*Work to be completed:*
Rewrite the passage below on psychiatric classification, starting with "In contrast to" and going on through "these debates unresolved.", and switch "false positives" to "false negatives" throughout that span.

*Document segment:*

The collection of disorders enumerated and described in psychiatric classification systems has prompted alarm over the boundaries of mental disorder, the erosion of normal mentally healthy states and variations, and the inappropriate role played by medical psychiatry (and science) in dictating norms of healthy psychic functioning. Philosophical criticisms of “medicalization” emphasize the increasing influence of neuroscience in transforming cultural expectations and diminishing individual agency and the power of dictating psychological norms by the psychopharmacological industry (Phillips 2009, 2013; Rose & Abi-Rached 2013; Moncrieff 2008; Sadler 2005, 2013, Whitaker & Cosgrove 2015).

In contrast to these commonly-voiced apprehensions about over-medicalization, there remains the persistent charge of under-diagnosis and under-treatment of those with diagnosable mental disorder, often attributed to stigma, and to the socioeconomic status of under-served communities. Epidemiological findings about the incidence of disorder, as distinct from its diagnosis, are notoriously insufficient, however, quite apart from a want of independent biomarkers, due to self-stigma and fear of discrimination, for example, but also to distorting placebo effects, and to research methods misleadingly susceptible to false positives (Jopling 2009; Horwitz & Wakefield 2007; Poland & Von Eckardt 2013). The actual epidemiological data remains opaque and equivocal, leaving these debates unresolved.

DSM and ICD classifications have been remarkably influential worldwide: today, they appear almost immovably permanent. But viewed within their broader moral, political, and social context, which includes psychiatry’s apparently uneven provision of effective treatment, the appropriate stance to adopt towards them, as Christian Perring (2016: 87) has urged, remains critical and skeptical.

*Excerpted records:*
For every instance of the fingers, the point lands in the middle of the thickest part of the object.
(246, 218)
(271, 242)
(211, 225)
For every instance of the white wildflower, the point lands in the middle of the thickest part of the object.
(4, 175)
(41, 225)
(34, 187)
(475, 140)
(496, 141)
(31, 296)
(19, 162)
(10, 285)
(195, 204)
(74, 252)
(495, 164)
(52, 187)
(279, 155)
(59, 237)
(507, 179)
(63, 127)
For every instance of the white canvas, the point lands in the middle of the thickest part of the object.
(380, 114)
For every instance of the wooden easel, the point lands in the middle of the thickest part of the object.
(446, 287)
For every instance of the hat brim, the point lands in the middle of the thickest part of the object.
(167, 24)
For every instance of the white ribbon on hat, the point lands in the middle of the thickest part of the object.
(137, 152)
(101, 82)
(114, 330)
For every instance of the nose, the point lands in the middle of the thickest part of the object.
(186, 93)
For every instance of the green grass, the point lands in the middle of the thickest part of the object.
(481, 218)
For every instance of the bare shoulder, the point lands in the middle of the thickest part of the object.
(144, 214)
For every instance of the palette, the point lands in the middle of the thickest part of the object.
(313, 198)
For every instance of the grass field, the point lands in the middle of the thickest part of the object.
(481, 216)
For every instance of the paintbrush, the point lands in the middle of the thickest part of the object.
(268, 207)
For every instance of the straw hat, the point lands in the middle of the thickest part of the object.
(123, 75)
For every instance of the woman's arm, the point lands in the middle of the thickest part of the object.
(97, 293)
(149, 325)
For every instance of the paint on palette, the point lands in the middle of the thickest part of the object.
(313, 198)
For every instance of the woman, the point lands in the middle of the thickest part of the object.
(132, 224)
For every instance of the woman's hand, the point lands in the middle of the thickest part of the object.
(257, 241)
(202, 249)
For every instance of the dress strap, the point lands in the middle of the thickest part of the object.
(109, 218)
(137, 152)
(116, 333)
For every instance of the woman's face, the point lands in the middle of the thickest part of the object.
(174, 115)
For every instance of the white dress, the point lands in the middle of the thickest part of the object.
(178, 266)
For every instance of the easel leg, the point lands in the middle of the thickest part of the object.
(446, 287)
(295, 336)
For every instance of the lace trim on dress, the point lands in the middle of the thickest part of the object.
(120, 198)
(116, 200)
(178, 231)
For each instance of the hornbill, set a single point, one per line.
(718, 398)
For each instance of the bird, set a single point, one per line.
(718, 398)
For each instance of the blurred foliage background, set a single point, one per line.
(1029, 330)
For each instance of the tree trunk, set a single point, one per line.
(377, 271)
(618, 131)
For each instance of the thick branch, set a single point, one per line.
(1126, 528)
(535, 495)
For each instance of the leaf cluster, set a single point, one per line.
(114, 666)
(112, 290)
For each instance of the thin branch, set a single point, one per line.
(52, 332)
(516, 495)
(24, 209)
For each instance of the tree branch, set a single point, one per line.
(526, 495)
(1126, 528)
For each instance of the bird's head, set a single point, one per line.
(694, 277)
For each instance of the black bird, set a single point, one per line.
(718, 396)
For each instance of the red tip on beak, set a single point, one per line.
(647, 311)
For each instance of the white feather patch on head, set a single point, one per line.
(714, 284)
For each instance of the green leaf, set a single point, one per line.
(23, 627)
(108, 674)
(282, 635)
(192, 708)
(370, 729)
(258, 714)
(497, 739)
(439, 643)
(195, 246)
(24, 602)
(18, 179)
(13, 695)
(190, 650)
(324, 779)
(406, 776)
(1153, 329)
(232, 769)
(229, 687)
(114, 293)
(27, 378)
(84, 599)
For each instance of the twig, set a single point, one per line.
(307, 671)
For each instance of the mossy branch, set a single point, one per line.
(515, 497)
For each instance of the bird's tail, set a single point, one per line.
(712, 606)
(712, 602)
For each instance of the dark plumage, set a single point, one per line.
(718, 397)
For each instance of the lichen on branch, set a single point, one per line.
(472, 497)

*Written reply:*
In contrast to these commonly-voiced apprehensions about over-medicalization, there remains the persistent charge of under-diagnosis and under-treatment of those with diagnosable mental disorder, often attributed to stigma, and to the socioeconomic status of under-served communities. Epidemiological findings about the incidence of disorder, as distinct from its diagnosis, are notoriously insufficient, however, quite apart from a want of independent biomarkers, due to self-stigma and fear of discrimination, for example, but also to distorting placebo effects, and to research methods misleadingly susceptible to false negatives (Jopling 2009; Horwitz & Wakefield 2007; Poland & Von Eckardt 2013). The actual epidemiological data remains opaque and equivocal, leaving these debates unresolved.